**Try it:**
Transcribe the data. Leave out nothing.

● ● ● ● ● ● ●

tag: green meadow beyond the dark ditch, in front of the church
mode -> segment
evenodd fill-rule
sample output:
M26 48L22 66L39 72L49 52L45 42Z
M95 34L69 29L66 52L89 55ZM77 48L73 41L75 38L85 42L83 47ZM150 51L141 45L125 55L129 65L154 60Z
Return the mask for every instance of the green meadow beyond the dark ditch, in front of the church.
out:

● ● ● ● ● ● ●

**Written response:**
tag: green meadow beyond the dark ditch, in front of the church
mode -> segment
evenodd fill-rule
sample output:
M26 48L22 66L39 72L49 52L45 42Z
M95 34L69 29L66 52L89 55ZM77 48L73 41L75 38L85 42L83 47ZM150 51L141 45L125 55L129 65L154 60Z
Return the mask for every instance of the green meadow beyond the dark ditch, in front of the church.
out:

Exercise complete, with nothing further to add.